Entries from a dataset
* START *

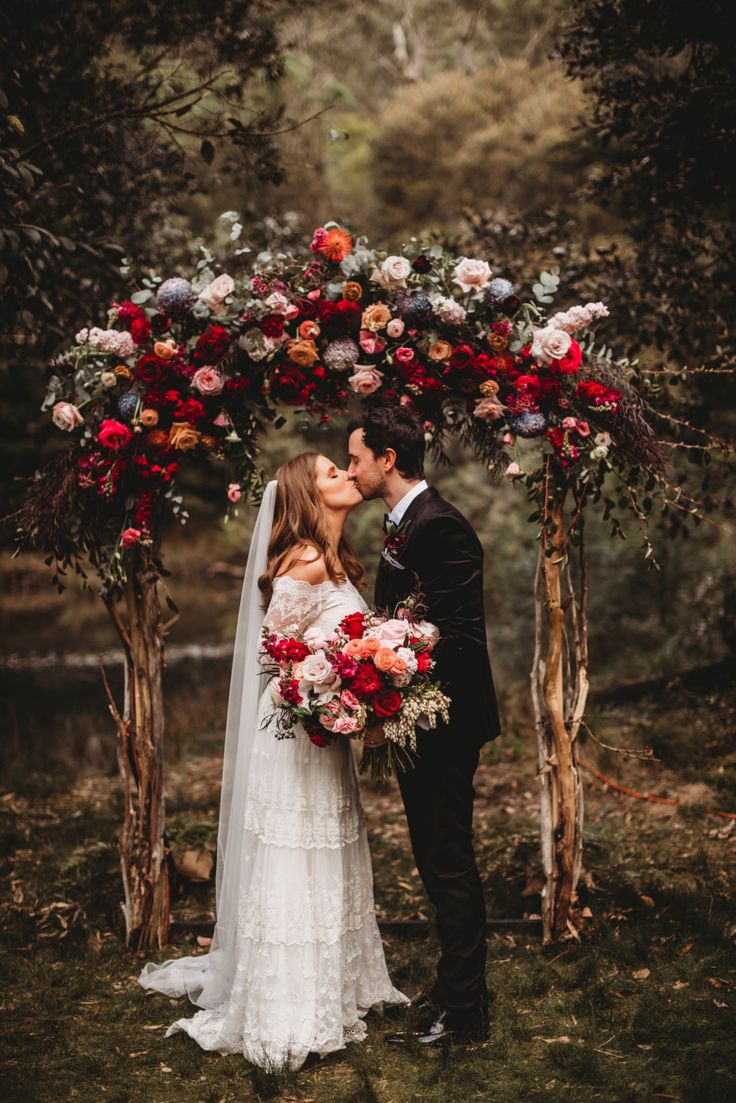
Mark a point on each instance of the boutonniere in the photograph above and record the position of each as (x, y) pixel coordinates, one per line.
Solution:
(394, 541)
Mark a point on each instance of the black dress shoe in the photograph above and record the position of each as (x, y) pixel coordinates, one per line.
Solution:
(439, 1026)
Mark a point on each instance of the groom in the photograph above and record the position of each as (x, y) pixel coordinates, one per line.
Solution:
(430, 546)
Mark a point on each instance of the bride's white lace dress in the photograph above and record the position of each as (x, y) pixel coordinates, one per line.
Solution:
(310, 962)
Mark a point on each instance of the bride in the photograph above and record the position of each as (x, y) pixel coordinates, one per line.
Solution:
(296, 960)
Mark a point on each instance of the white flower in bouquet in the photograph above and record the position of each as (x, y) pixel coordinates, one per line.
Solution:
(392, 272)
(577, 318)
(366, 379)
(450, 311)
(213, 296)
(392, 632)
(409, 659)
(117, 342)
(427, 631)
(315, 638)
(66, 416)
(278, 302)
(208, 381)
(471, 275)
(551, 343)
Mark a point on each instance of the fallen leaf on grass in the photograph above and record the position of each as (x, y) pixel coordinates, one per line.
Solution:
(720, 982)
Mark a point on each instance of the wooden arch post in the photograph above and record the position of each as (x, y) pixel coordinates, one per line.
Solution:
(560, 687)
(140, 726)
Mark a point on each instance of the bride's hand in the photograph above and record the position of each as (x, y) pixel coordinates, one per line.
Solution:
(374, 736)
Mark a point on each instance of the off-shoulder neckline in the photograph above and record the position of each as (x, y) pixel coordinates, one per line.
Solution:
(302, 581)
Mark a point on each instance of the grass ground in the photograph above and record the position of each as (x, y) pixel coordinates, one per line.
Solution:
(640, 1008)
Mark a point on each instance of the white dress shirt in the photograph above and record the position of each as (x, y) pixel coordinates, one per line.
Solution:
(404, 503)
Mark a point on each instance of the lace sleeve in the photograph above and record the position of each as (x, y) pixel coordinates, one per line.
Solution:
(294, 606)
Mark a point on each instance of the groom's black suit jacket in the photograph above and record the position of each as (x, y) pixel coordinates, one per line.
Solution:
(443, 557)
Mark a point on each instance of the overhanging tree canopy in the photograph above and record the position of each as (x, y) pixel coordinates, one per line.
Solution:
(193, 371)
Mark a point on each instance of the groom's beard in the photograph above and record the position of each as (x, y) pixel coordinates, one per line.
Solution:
(369, 494)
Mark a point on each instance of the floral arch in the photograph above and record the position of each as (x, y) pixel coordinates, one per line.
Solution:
(190, 371)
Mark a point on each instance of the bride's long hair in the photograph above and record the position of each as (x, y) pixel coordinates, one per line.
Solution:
(299, 518)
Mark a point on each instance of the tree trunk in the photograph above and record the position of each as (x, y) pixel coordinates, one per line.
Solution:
(140, 758)
(558, 693)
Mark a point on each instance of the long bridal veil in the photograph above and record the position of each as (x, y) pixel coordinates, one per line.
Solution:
(208, 978)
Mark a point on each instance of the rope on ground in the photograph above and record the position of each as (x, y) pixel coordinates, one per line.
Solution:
(646, 796)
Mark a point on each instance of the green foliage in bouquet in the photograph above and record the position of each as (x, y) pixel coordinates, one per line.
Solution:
(192, 371)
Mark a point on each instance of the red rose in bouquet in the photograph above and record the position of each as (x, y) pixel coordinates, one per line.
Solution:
(151, 368)
(571, 362)
(291, 386)
(212, 345)
(353, 625)
(295, 650)
(140, 330)
(114, 434)
(366, 682)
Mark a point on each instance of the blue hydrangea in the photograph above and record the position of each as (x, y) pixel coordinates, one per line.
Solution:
(176, 296)
(528, 425)
(415, 309)
(127, 406)
(341, 354)
(499, 291)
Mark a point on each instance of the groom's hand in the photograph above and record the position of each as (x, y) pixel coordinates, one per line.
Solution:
(374, 736)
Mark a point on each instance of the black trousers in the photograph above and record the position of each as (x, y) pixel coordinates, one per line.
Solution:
(438, 796)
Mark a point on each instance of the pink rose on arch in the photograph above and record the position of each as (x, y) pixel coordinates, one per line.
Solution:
(208, 381)
(66, 416)
(371, 342)
(344, 726)
(365, 381)
(130, 537)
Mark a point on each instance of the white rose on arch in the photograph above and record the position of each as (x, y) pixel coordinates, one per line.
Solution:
(392, 272)
(213, 296)
(471, 275)
(551, 343)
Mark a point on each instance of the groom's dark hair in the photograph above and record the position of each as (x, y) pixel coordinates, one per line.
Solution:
(393, 427)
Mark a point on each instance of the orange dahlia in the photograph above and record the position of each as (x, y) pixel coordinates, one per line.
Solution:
(337, 245)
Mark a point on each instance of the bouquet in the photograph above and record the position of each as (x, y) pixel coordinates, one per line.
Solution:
(372, 668)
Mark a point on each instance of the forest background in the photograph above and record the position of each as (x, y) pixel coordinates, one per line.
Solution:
(593, 135)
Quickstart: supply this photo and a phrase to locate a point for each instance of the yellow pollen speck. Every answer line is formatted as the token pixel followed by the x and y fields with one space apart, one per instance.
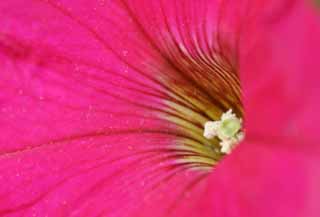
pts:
pixel 227 129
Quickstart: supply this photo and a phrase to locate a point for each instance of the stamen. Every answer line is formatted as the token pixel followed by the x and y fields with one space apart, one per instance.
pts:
pixel 228 130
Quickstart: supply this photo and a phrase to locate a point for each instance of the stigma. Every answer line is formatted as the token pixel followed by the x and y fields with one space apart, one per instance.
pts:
pixel 228 130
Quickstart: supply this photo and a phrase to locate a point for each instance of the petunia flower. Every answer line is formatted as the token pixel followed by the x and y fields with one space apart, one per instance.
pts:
pixel 103 108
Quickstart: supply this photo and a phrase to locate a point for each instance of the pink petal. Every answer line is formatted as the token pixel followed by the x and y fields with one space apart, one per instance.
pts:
pixel 280 80
pixel 274 172
pixel 81 133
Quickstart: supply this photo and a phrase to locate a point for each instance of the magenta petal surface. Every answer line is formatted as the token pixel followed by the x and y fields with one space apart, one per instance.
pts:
pixel 80 128
pixel 280 79
pixel 81 102
pixel 273 173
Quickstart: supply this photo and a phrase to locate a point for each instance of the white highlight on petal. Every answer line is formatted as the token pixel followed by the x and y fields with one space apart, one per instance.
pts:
pixel 227 129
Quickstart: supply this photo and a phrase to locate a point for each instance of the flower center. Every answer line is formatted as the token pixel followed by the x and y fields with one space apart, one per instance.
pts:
pixel 228 130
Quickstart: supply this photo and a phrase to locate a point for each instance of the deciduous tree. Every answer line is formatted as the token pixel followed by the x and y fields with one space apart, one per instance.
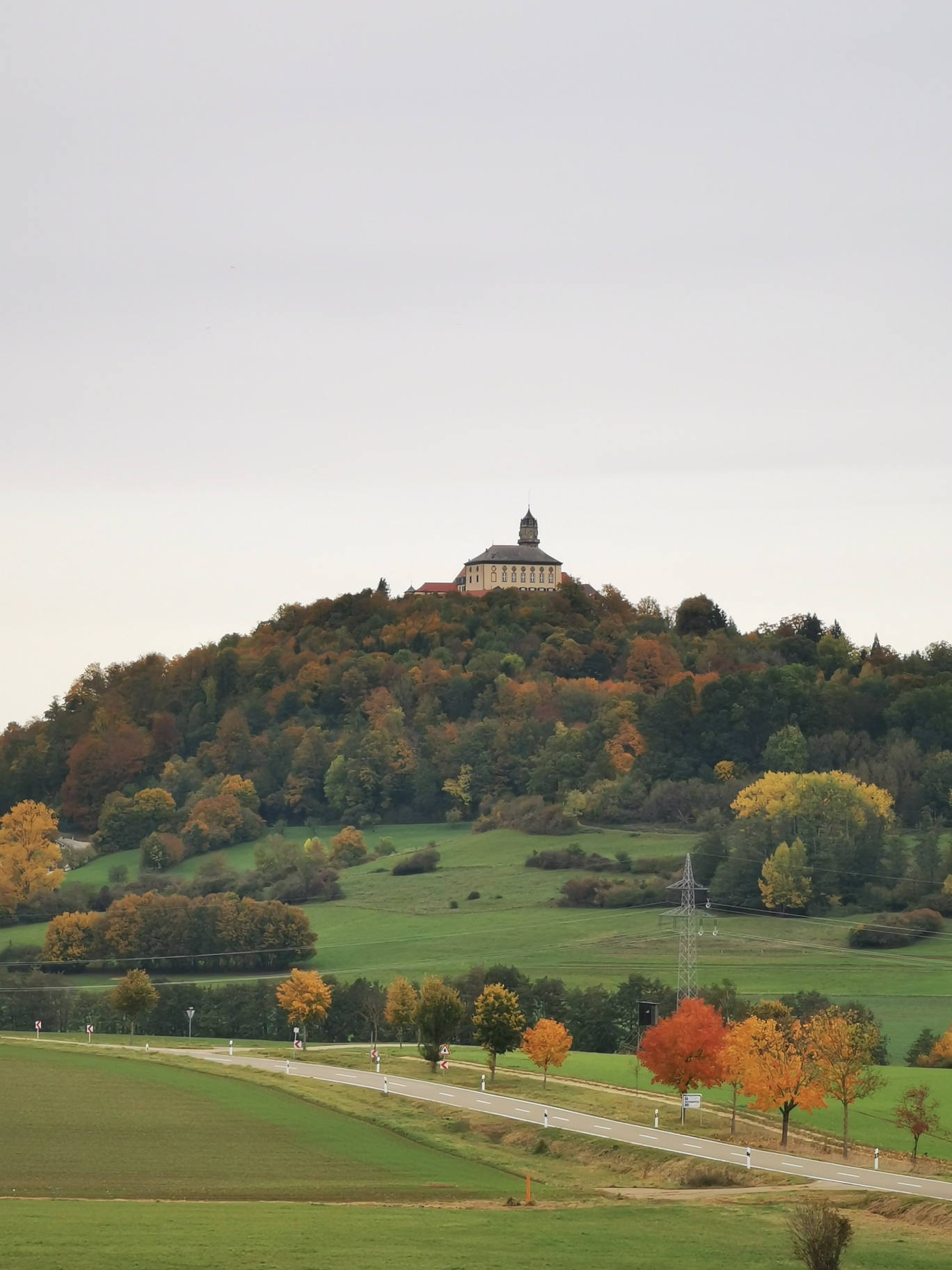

* END *

TASK OBJECTIVE.
Rewrite every line of the listing above as a numbered list, skipping any blank lines. Leave the pictures out of your answer.

EXERCISE OUTPUT.
1. Mark a point on each instance of the boutonniere in the photograph above and record the position of each as (x, y) pixel coordinates, one per line.
2. Solution:
3. (394, 541)
4. Mark a point on each instance of the black dress shoe in the photograph above and record the position of each as (x, y) pixel coordinates, one per line.
5. Solution:
6. (439, 1026)
7. Mark a point on each instance of the groom in the photograph above and record the position of each as (x, y) pixel coordinates, one per line.
8. Solution:
9. (430, 546)
10. Mark a point on each instance of the bride's white lace dress in the photograph above and record the position of each as (x, y) pixel coordinates, one per line.
11. Solution:
12. (310, 962)
13. Mark a point on each instance of the bride in the photograph above and record the position of each as (x, y) pixel coordinates, one per line.
14. Solution:
15. (296, 960)
16. Mark a point on each instance of the white flower in bouquet in the photograph above and record the position of each as (x, y) pixel coordinates, one per line.
17. Solution:
18. (392, 272)
19. (577, 318)
20. (366, 379)
21. (450, 311)
22. (213, 296)
23. (392, 632)
24. (409, 659)
25. (117, 342)
26. (427, 631)
27. (315, 638)
28. (66, 416)
29. (278, 302)
30. (208, 381)
31. (471, 275)
32. (551, 343)
33. Mark a point on each instance of the fallen leaf on grass in the photograph above and record the position of each as (x, y) pixel coordinates, one per line.
34. Solution:
35. (720, 982)
36. Mark a point on each instance of the wooden arch post in the photograph above and record the position of each as (x, y) pixel coordinates, one per line.
37. Solution:
38. (560, 687)
39. (140, 726)
40. Mark a point on each instance of the bride's hand in the photograph above and record the position of each as (x, y) pixel coordinates, one per line.
41. Solution:
42. (374, 736)
43. Mark a point on each instance of the off-shoulder neckline in the photograph above and record the position of each as (x, y) pixel coordinates, one per line.
44. Solution:
45. (302, 581)
46. Mark a point on each instance of the grass ground in the photograph above and record the position of each as (x, y) pixel coordinates, one per line.
47. Solution:
48. (640, 1008)
49. Mark a point on each instance of the white dress shirt in the photograph above and record the position of each as (x, y) pixel coordinates, one per line.
50. Solution:
51. (404, 503)
52. Mark a point on each instance of the lace sleeve in the photograph above and record the position of each as (x, y) pixel coordinates, one per line.
53. Solution:
54. (294, 606)
55. Mark a point on each instance of the groom's black suit jacket in the photograph above and record the position of each as (x, y) pixel coordinates, one per line.
56. Solution:
57. (443, 557)
58. Mark a point on each instance of the overhanging tree canopy in the photograph above and record the position of each as (x, y) pixel coordinates, one per line.
59. Solution:
60. (193, 371)
61. Mark a point on each instance of the groom's beard in the photograph above and record the position of each as (x, y) pixel coordinates, one per line.
62. Solution:
63. (369, 494)
64. Mark a point on each instance of the floral arch in the photograph above and record the position of each as (x, y) pixel coordinates, one per line.
65. Solution:
66. (190, 371)
67. Mark a point on each instance of the bride's long hair in the photograph above and record the position of each as (x, y) pixel coordinates, one per line.
68. Solution:
69. (299, 518)
70. Mark a point on each instance of the tree trunk in the photograph above and record the position of each as (x, y) pixel coordinates, one per line.
71. Solution:
72. (140, 758)
73. (558, 693)
74. Mark a point on each instance of the long bridal veil in the photograph above and record the position of each as (x, y) pixel coordinates, one per line.
75. Solution:
76. (208, 978)
77. Mark a point on each instance of the rope on ground in the photograph above and record the position of each as (x, y) pixel coordinates, one per line.
78. Solution:
79. (646, 796)
80. Mark a point on each instance of the green foliage in bouquet in the photograph above and record the position of each as (x, y) pixel coordinates, one per line.
81. Solution:
82. (192, 371)
83. Mark a point on each instance of the red rose in bouquet in the photograph above and record the position of each as (x, y) pixel coordinates, one per line.
84. Solution:
85. (151, 368)
86. (571, 362)
87. (291, 386)
88. (212, 345)
89. (353, 625)
90. (295, 650)
91. (140, 330)
92. (114, 434)
93. (366, 682)
94. Mark a point on each instance of the blue hydrangea in the photograph above and record the position of each as (x, y) pixel coordinates, one per line.
95. Solution:
96. (176, 296)
97. (528, 425)
98. (415, 309)
99. (127, 406)
100. (341, 354)
101. (499, 291)
102. Mark a point on each instance of the groom's hand in the photograph above and record the position of each as (x, y) pixel coordinates, one per line.
103. Solution:
104. (374, 736)
105. Mark a point on each instance of the black trousers in the photograph above and record the position of each as (x, y) pixel coordinates, one per line.
106. Solution:
107. (438, 796)
108. Mark a point on each instance of the pink rose on arch in the photograph above and record the position of each as (x, y) pixel coordinates, one per line.
109. Solution:
110. (208, 381)
111. (66, 416)
112. (371, 342)
113. (344, 726)
114. (365, 381)
115. (130, 537)
116. Mark a point on each instance of the white rose on arch in the photograph above and record the position of each as (x, y) pixel coordinates, one per line.
117. Solution:
118. (392, 272)
119. (213, 296)
120. (471, 275)
121. (551, 343)
122. Mark a point on each instance of the groom's dark hair in the photograph above and record the position of each as (x, y) pixel coordinates, one per line.
123. Solution:
124. (393, 427)
125. Mark a point on each instance of the orange dahlia in the photograph above and record the position of each as (x, y) pixel coordinates, one per line.
126. Solution:
127. (337, 245)
128. Mark a point on each instance of the bouquet in the photograph above and record the position of each as (x, y) pixel coordinates, one per line.
129. Solution:
130. (372, 668)
131. Mark a point on each instance of the forest background in the photograph above and record the position of each as (x, y) pixel coordinates, one per line.
132. Solution:
133. (593, 135)
134. Quickstart: supply this photo and a phrase to locate a point for each instance of the yellow pollen speck. Every answer line is formatted as the token pixel followed by the x and y fields with one space apart, one per instance.
135. pts:
136. pixel 227 129
137. Quickstart: supply this photo and a phrase to locate a point for each instance of the stamen. Every answer line is formatted as the token pixel followed by the x and y fields with one space apart, one per instance.
138. pts:
139. pixel 228 130
140. Quickstart: supply this photo and a phrase to locate a point for each instance of the stigma. Every answer line is formatted as the token pixel followed by the x and y fields with one space apart, one per instance.
141. pts:
142. pixel 228 130
143. Quickstart: supply this photo and a phrase to locate a point for each instance of the petunia flower. Every answer line is formatted as the token pixel followed by the x and y fields with one space apart, one per instance.
144. pts:
145. pixel 103 108
146. Quickstart: supply this photo and a phrase to locate a point for each instance of the pink petal. Every answer line is formatted as the token pixel followed by the x and y fields with one space apart, one per instance.
147. pts:
148. pixel 280 80
149. pixel 274 172
150. pixel 81 133
151. Quickstart: supply this photo and a phrase to locate a point for each instance of the magenta petal surface. Every answer line is formatted as the token pixel followed by the x and y fields with one space apart, one per instance.
152. pts:
153. pixel 80 128
154. pixel 280 79
155. pixel 81 102
156. pixel 273 173
157. Quickstart: supply this photo and a phrase to locate a point for each instance of the white highlight on petal. Every answer line is formatted as the token pixel followed by the x and y fields with one space apart, one per instance.
158. pts:
159. pixel 227 129
160. Quickstart: supply this photo and a phrase to locate a point for each instance of the flower center. Every answer line is formatted as the token pixel followed by the x and y fields with one space apart, one per instance.
161. pts:
162. pixel 228 130
163. Quickstart: supply this photo and a phrase to locate a point for each instance of the deciduous tree. Every answer line is formatted as the token pixel followed by the x and y fields with one space apart, one per instance.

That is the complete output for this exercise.